# EXCERPT TO READ

*** Begin section ***

Canada groceries: Checking carts, bags, receipts draws customer ire — 'are they going to start patting you down?'
In a statement to Yahoo Canada, Loblaw said bag checks are not an official company policy and will share customer complaints with stores
Most customers are used to getting their carts and receipts checked at big stores like Costco. But it appears more grocers across Canada, like the Loblaw-owned No Frills, are enacting the policy even as some customers say it makes them feel "like a criminal."
In a thread titled "They are checking your bags," posted to the popular "Loblaws Is Out Of Control" Reddit group, a customer in Ontario wrote "I couldn't imagine shopping at No Frills now." They recounted the experience of another shopper whose reusable fabric bags were all turned inside out during a transaction.
"This is time consuming," the user Commercial-Carrot477 wrote, adding: "Are they going to start patting you down when you leave the stores now too?"
Are they going to start patting you down when you leave the stores now too?
“This freaks me out when it happens to me, because it makes me feel like I have done something wrong, when I haven't at all,” user bikeonychus wrote. “I stopped bagging up at the checkouts quite a while ago now ... [I just] bag up at my bike."

*** End section ***

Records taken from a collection
*** Begin section ***

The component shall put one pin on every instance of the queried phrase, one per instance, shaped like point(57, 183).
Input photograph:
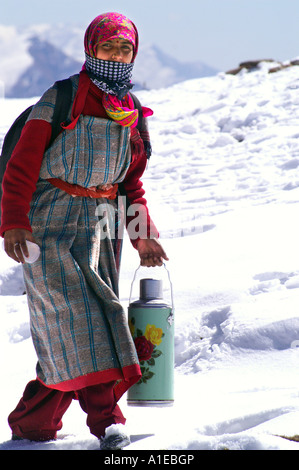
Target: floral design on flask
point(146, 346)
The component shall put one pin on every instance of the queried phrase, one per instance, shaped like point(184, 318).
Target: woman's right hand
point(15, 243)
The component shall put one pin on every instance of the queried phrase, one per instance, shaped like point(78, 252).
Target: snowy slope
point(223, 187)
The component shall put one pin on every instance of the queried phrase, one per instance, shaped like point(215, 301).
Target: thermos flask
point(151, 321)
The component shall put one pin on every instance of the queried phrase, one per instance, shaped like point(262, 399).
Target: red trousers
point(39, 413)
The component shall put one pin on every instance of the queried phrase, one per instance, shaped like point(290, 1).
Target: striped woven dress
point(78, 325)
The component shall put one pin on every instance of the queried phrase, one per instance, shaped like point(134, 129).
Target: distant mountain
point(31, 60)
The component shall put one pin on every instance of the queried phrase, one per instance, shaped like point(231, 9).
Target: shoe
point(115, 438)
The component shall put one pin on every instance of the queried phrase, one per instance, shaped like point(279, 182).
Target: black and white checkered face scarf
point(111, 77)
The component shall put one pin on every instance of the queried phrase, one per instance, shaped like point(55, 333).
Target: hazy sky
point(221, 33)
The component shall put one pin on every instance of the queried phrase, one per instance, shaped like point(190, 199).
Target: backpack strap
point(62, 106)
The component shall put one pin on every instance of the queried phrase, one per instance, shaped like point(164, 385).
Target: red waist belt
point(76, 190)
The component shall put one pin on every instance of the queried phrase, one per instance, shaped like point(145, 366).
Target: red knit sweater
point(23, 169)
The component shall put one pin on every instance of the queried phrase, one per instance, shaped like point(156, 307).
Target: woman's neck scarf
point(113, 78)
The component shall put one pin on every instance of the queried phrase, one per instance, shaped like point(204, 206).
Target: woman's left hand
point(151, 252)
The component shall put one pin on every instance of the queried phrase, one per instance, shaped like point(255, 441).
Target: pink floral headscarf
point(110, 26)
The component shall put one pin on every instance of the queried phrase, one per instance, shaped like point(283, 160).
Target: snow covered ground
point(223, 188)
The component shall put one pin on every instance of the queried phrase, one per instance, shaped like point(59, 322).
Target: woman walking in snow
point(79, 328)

*** End section ***
*** Begin section ***

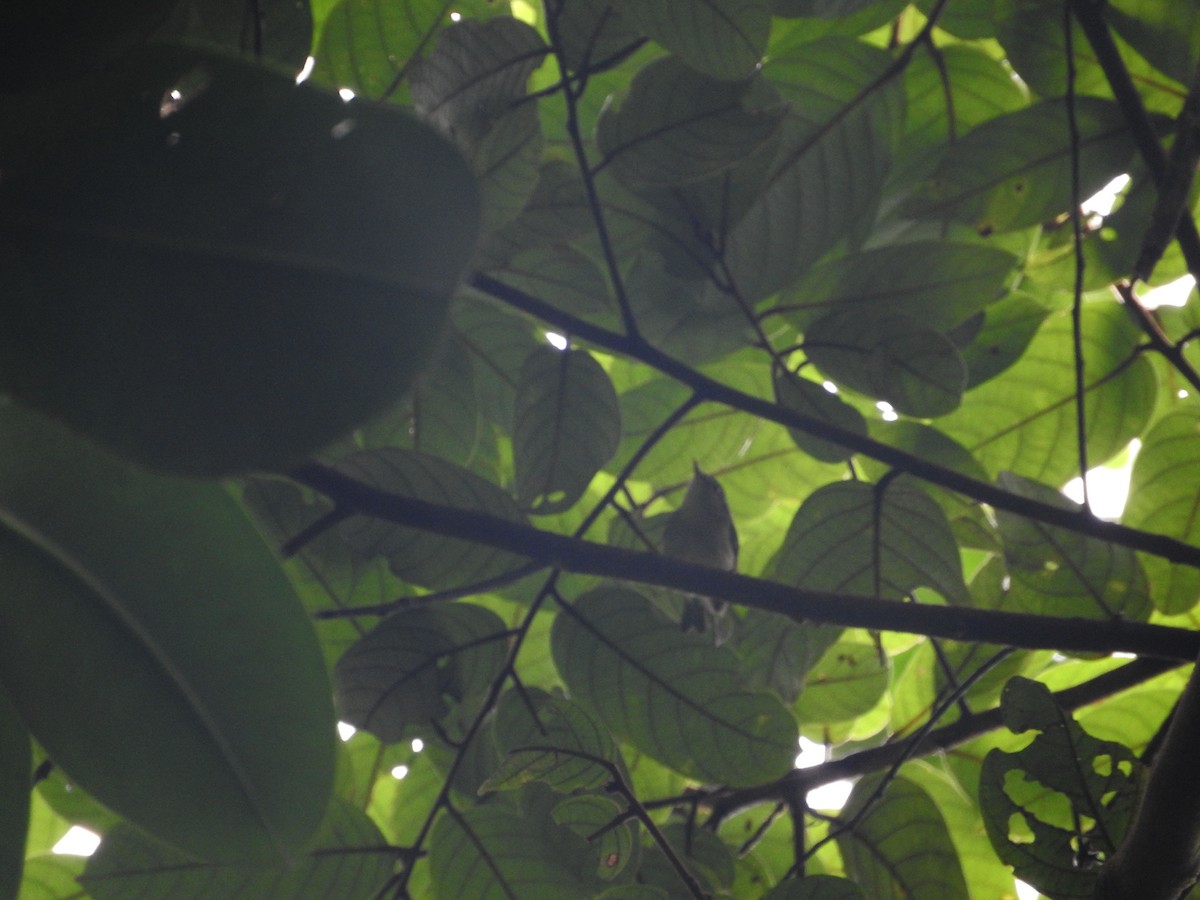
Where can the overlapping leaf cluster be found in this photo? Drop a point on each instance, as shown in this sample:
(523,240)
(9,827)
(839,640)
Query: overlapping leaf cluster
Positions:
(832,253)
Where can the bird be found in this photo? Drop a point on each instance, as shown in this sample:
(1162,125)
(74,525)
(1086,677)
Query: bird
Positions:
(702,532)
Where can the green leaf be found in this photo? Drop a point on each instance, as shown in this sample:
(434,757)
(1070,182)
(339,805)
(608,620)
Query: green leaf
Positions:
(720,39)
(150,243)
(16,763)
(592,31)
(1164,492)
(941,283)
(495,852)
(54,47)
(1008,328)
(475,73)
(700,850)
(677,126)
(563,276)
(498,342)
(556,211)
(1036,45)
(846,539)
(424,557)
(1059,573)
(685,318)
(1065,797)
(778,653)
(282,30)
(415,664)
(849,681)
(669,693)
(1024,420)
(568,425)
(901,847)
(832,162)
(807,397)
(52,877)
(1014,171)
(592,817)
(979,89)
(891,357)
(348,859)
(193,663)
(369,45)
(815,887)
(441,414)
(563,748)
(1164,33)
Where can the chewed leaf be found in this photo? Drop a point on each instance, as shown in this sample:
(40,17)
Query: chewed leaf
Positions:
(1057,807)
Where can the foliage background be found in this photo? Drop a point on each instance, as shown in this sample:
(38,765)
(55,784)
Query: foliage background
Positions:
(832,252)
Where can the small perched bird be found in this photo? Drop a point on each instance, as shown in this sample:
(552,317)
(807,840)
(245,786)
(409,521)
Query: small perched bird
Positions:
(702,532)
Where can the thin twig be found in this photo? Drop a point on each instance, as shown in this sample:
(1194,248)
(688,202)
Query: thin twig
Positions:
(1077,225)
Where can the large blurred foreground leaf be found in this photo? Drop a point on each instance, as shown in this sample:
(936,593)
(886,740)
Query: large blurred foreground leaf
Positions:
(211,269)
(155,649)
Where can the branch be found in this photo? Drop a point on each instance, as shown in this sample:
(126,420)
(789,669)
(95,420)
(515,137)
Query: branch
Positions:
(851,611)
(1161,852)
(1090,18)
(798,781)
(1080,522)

*** End section ***

According to the article on grocery bag checks, what did Loblaw say about bag checks in its statement to Yahoo Canada? Answer using only the article on grocery bag checks, not the rows.

Loblaw said bag checks are not an official company policy and that it will share customer complaints with stores.